» **Directions**: Resume the review of the film Peony Birds at the point where it stops, and carry it forward in the same formal manner.

Two women struggle with inter-generational conflict and the changing Taiwanese society in Huang Yu-Shan’s melancholy familial drama, Peony Birds (牡丹鳥, Mǔdan Niǎo). Perhaps the love birds of the title, mother and daughter find themselves at odds partly through a series of misunderstandings but also in the strange reversals of their social outlook, the older woman eventually becoming a successful industrialist rejecting the patriarchal social codes of her upbringing while the younger remains prudish and resentful, unfairly blaming her mother for her father’s early death. 

The film opens with two children accidentally releasing a pair of caged birds before the camera lights on the melancholy figure of Ah-chuan (Su Ming-ming), absentmindedly embroidering beneath a large picture which appears to be of herself. The portrait, a source of contention with her husband Cheng, will follow her throughout her life a symbol of herself as a young woman with choices falling in hopeless love with a Japanese-speaking doctor, Kuo, who never gave her a second glance and later married someone else. Seemingly on the rebound, Ah-chuan consented to an arranged marriage to the wealthy son of a rice merchant who thinks himself a member of the local aristocracy, forever throwing around his money and reminding people of his good name, but the marriage is unhappy Cheng frustrated that his wife loves someone else and Ah-chuan unable to let go of her idealised image of Kuo. Soon enough, Cheng drowns, falling into the river stumbling around in a drunken stupor. As they pull his body out of the water, doting daughter Shu-chin remembers her father bitterly exclaiming that her mother loved someone else and, noticing the comforting arm of childhood friend Chin-shui on her shoulder, assumes it must be him.  

It’s this fundamental misunderstanding that continues to colour the frustrated relationship between the two women, the grown-up Shu-chin (Vivian Chen Te-Yung) childishly complaining that Ah-chuan failed in her wifely responsibilities and has never been a mother to her, blaming her for Cheng’s death while criticising her commitment to her career almost as a betrayal of womanhood. By this point, Shu-chin is in her 20s and has a job as a record producer, later attempting to push her mother towards retirement claiming her salary is enough to support both her and her artistic brother but eventually leaving home entirely after beginning an affair with an unsuitable man defiantly ignoring Ah-chuan’s attempts to convince her she is making a huge mistake.

» **Data supplied**:
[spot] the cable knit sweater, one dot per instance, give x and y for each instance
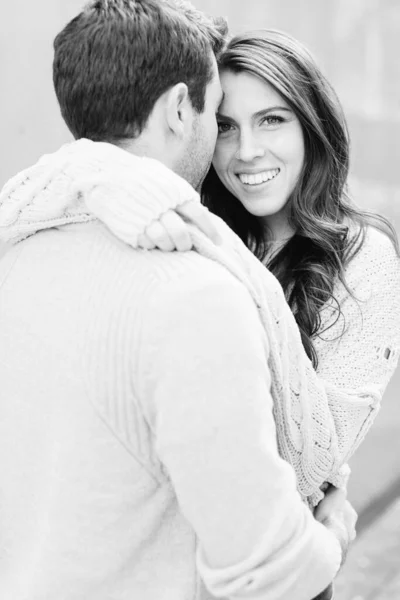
(137, 442)
(321, 417)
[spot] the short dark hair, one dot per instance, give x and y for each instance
(117, 57)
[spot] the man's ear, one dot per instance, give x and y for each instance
(179, 110)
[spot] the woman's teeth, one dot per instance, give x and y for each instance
(257, 178)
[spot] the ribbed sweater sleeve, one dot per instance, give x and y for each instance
(327, 413)
(204, 384)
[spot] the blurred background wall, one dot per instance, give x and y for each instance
(355, 41)
(357, 44)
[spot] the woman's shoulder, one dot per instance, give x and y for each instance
(374, 250)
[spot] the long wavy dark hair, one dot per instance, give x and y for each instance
(329, 228)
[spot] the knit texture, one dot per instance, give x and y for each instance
(322, 417)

» **Task result**:
Meanwhile, Chin-shui resurfaces in their lives having become a wealthy real estate magnate, a career we saw him start back in the village by taking advantage of the post-war land reforms to buy up the redistributed estates of formerly noble families, some of it Cheng’s. In some ways, former sharecropper Chin-shui is a villainous Lopakhin intent on paving over the beautiful Taiwanese countryside with towering high rise buildings, a symbol of the nation’s transformation from agrarian economy to financial powerhouse and of the hollowness it implies. Yet Ah-chuan’s business is floundering partly she claims because of protectionist US trade laws leaving her at the mercy of men like Chin-shui who, though not the man in her heart, has long carried a torch for her despite knowing of her impossible, unrequited love for Dr. Kuo. Shu-chin finds herself in a similar position in her affair with free-spirited colleague Li Kang whose previous girlfriend attempted to take her own life, discovering the mutability of his affections after he becomes famous with one of his solo compositions, while also drawn to a more suitable match in the more traditional Yi-cheng who eventually pledges his love to her, offering to make her a home explaining that having a home is what gives the young confidence to wander.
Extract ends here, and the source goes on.